Goal of the exercise:
Each entry below needs to be reproduced exactly as given.
- - - - - - -
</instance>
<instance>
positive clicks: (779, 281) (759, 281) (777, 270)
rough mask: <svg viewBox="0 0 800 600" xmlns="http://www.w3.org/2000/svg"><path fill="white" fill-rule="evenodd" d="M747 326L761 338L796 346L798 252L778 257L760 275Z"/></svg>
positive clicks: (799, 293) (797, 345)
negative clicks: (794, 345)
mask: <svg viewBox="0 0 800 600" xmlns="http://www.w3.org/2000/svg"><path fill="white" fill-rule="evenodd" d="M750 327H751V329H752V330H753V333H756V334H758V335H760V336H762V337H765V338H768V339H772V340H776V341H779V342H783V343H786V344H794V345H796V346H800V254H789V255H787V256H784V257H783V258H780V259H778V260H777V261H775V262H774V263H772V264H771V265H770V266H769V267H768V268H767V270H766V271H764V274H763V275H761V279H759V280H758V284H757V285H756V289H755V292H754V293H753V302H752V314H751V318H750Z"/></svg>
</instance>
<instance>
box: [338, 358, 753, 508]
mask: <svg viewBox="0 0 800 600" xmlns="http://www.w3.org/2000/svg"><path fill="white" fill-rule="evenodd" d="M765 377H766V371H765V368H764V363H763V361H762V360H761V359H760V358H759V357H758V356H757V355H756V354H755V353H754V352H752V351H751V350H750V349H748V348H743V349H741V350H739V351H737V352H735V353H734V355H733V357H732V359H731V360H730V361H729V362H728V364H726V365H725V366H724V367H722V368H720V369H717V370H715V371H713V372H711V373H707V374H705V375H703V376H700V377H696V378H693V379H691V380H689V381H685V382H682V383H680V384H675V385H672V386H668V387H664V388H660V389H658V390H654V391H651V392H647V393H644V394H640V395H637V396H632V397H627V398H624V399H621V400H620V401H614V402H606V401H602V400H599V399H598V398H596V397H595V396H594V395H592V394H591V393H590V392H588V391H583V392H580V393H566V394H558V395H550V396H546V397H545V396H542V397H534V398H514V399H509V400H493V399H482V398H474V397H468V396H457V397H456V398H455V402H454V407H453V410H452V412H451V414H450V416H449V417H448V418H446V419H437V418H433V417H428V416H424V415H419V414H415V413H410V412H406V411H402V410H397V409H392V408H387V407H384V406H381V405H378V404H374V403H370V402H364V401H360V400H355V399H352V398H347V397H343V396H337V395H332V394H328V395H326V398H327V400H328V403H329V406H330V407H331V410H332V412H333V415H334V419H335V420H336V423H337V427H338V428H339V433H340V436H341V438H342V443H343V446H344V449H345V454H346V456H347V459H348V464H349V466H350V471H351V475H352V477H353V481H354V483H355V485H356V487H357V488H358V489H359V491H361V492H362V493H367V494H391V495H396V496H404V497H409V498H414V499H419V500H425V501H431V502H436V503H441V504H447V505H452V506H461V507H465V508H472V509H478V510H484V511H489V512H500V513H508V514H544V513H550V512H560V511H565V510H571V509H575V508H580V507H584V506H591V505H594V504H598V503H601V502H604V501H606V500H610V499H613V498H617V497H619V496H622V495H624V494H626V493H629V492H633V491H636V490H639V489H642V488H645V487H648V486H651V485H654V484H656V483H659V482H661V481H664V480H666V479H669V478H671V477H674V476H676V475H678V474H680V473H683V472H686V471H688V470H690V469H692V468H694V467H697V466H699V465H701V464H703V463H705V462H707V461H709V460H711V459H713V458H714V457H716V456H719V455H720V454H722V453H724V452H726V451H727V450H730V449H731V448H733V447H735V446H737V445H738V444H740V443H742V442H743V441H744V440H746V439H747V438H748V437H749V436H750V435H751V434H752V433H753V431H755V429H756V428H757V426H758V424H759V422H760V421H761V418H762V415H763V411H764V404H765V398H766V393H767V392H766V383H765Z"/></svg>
- - - - - - -
Your solution:
</instance>
<instance>
positive clicks: (779, 281) (759, 281) (777, 270)
rough mask: <svg viewBox="0 0 800 600" xmlns="http://www.w3.org/2000/svg"><path fill="white" fill-rule="evenodd" d="M747 326L761 338L796 346L798 252L778 257L760 275Z"/></svg>
positive clicks: (799, 293) (797, 345)
negative clicks: (794, 345)
mask: <svg viewBox="0 0 800 600" xmlns="http://www.w3.org/2000/svg"><path fill="white" fill-rule="evenodd" d="M750 327H751V329H752V330H753V333H756V334H758V335H760V336H762V337H765V338H768V339H772V340H776V341H779V342H783V343H786V344H794V345H796V346H800V254H789V255H787V256H784V257H783V258H780V259H778V260H777V261H775V262H774V263H772V264H771V265H770V266H769V267H768V268H767V270H766V271H764V274H763V275H761V279H759V280H758V284H757V285H756V289H755V292H754V293H753V302H752V314H751V318H750Z"/></svg>
</instance>
<instance>
box: [338, 358, 753, 508]
mask: <svg viewBox="0 0 800 600" xmlns="http://www.w3.org/2000/svg"><path fill="white" fill-rule="evenodd" d="M765 377H766V371H765V368H764V363H763V361H762V360H761V359H760V358H759V357H758V356H757V355H756V354H755V353H754V352H752V351H751V350H750V349H748V348H743V349H741V350H739V351H737V352H735V353H734V355H733V357H732V359H731V360H730V361H729V362H728V364H726V365H725V366H724V367H722V368H720V369H717V370H715V371H713V372H711V373H707V374H705V375H703V376H700V377H696V378H693V379H691V380H689V381H685V382H682V383H680V384H675V385H672V386H668V387H664V388H660V389H658V390H654V391H651V392H647V393H644V394H640V395H637V396H632V397H627V398H624V399H621V400H620V401H614V402H606V401H602V400H599V399H598V398H596V397H595V396H594V395H592V394H591V393H590V392H588V391H583V392H580V393H566V394H558V395H550V396H546V397H545V396H542V397H534V398H514V399H509V400H493V399H482V398H474V397H468V396H457V397H456V398H455V402H454V407H453V410H452V412H451V414H450V416H449V417H448V418H446V419H437V418H433V417H428V416H424V415H419V414H415V413H410V412H406V411H402V410H397V409H392V408H387V407H384V406H381V405H378V404H374V403H370V402H364V401H360V400H355V399H352V398H347V397H343V396H337V395H332V394H328V395H326V398H327V400H328V403H329V406H330V407H331V410H332V412H333V415H334V419H335V420H336V423H337V427H338V428H339V433H340V436H341V438H342V443H343V446H344V449H345V454H346V456H347V459H348V464H349V466H350V471H351V475H352V477H353V481H354V483H355V485H356V487H357V488H358V489H359V491H361V492H362V493H367V494H391V495H396V496H404V497H409V498H414V499H419V500H425V501H431V502H436V503H441V504H447V505H452V506H461V507H465V508H472V509H478V510H484V511H489V512H500V513H508V514H544V513H550V512H560V511H565V510H571V509H575V508H580V507H584V506H591V505H594V504H598V503H601V502H604V501H606V500H610V499H613V498H617V497H619V496H622V495H624V494H626V493H629V492H633V491H636V490H639V489H642V488H645V487H648V486H651V485H654V484H656V483H659V482H661V481H664V480H666V479H669V478H671V477H674V476H676V475H678V474H680V473H683V472H686V471H688V470H690V469H692V468H694V467H697V466H699V465H701V464H703V463H705V462H707V461H709V460H711V459H713V458H714V457H716V456H719V455H720V454H722V453H724V452H726V451H727V450H730V449H731V448H733V447H735V446H737V445H738V444H740V443H742V442H743V441H744V440H746V439H747V438H748V437H749V436H750V435H751V434H752V433H753V431H755V429H756V428H757V426H758V424H759V422H760V421H761V418H762V415H763V411H764V404H765V398H766V393H767V392H766V383H765Z"/></svg>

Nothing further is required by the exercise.